> **GIVEN TEXT**:
══════════════════════════════

Updated October 30, 2020 - 8:46 am
The Garcias are a family of self-proclaimed “Disney nerds.”
On their annual visits to Disneyland, the family of six goes on iconic rides such as Pirates of the Caribbean and The Haunted Mansion.
But they also do research.
“We’re looking for ideas,” Tiffany Garcia says. “I’m always looking for new things to decorate or add to the Haunted Mansion Room.”
Every Halloween, Tiffany, her husband, Leroy, and their sons convert their home into their two favorite attractions.
Starting in August, the Garcias turn their backyard into the skeleton-laden set pieces from Pirates of the Caribbean. And their home interior and patio become the Haunted Mansion Holiday.
In a normal year, the family also builds an elaborate haunted house in its garage.
“We give everyone who goes through it one piece of candy,” Leroy Garcia says. “One year, we gave out 3,000 pieces of candy.”

══════════════════════════════

> **ENTRIES SUPPLIED**:
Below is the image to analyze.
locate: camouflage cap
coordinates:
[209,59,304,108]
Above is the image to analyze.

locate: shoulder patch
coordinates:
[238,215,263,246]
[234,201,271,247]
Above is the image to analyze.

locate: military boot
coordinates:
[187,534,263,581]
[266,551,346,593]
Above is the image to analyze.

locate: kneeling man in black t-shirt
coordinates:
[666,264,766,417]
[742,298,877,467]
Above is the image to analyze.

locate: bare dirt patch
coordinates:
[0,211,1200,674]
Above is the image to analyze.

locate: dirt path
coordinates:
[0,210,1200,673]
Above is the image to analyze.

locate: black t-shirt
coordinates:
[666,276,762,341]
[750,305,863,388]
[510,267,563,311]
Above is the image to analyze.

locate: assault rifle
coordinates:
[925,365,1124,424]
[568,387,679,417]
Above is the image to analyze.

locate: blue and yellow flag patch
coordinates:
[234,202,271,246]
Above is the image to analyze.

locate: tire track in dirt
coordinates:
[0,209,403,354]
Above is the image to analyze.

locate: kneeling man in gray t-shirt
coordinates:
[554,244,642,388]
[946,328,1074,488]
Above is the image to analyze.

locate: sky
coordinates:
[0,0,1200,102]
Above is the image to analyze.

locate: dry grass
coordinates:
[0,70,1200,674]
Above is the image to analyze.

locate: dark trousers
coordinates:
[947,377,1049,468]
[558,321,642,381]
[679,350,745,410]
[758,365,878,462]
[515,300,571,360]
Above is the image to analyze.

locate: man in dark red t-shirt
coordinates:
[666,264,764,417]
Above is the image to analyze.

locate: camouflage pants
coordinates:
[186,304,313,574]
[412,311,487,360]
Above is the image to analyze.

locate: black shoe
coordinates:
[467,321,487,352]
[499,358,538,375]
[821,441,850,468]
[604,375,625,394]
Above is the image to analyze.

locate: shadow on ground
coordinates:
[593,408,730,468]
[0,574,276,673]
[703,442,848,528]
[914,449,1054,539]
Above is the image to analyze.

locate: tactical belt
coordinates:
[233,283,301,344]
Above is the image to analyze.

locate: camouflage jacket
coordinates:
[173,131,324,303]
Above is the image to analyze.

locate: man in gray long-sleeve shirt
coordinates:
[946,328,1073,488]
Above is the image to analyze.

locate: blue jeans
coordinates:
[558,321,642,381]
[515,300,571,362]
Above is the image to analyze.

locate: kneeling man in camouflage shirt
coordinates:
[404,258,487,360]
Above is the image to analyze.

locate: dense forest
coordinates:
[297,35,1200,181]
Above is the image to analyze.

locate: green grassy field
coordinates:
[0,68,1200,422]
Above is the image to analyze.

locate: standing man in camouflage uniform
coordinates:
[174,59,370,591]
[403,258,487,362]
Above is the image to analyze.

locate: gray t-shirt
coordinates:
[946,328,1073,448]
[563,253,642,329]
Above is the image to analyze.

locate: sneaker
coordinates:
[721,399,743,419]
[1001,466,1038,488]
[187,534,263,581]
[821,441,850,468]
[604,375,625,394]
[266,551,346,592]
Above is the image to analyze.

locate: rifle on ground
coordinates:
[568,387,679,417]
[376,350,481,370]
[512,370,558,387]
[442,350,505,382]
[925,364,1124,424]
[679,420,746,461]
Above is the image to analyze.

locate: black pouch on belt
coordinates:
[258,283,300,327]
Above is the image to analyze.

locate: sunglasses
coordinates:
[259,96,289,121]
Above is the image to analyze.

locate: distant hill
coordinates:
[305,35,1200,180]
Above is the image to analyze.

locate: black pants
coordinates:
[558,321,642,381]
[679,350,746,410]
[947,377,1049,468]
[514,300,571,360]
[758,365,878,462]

══════════════════════════════

> **DIRECTIONS**:
a) In the article about the Garcia family's Halloween decorating, which parts of the family's home does it say are transformed? List all of them.
b) Translate this sentence from the Garcia family article into Spanish: "Every Halloween, Tiffany, her husband, Leroy, and their sons convert their home into their two favorite attractions."
c) Continue the article about the Garcia family's Disney-themed Halloween home, picking up after its final sentence.

> **TASK-BY-TASK OUTPUTS**:
a)
- Backyard
- Home interior
- Patio
- Garage

b) Cada Halloween, Tiffany, su esposo, Leroy, y sus hijos convierten su casa en sus dos atracciones favoritas.

c)
The family also generally opens up its backyard to trick-or-treaters so kids and their families can see the decorations, play in the backyard and watch the movies on a projector.
Because this year is not normal, the Garcias have made adjustments.
Families who brave the spider web-covered driveway, refuse the offer of apples from the Evil Queen who sits on the front porch and evade the sensor-triggered bodies that fall from the front door will be invited to explore the backyard, where the Garcias have set up socially distanced tables in lieu of the crowded haunted house.
In the area surrounding their swimming pool, the Garcias have arranged set pieces from the Pirates of the Caribbean ride, including familiar moments in the attraction, such as the pirate skeleton who lies on a bejeweled bed and another who captains a ship beneath a tattered sail.
Tables near the pool are topped with colored lights, inspired by the Blue Bayou restaurant at the Anaheim, California, park.
Throughout the year, Tiffany Garcia browses thrift stores and estate sales, transforming old picture frames and knickknacks into pirate treasure.
The family also converted its patio into the stretching room from The Haunted Mansion.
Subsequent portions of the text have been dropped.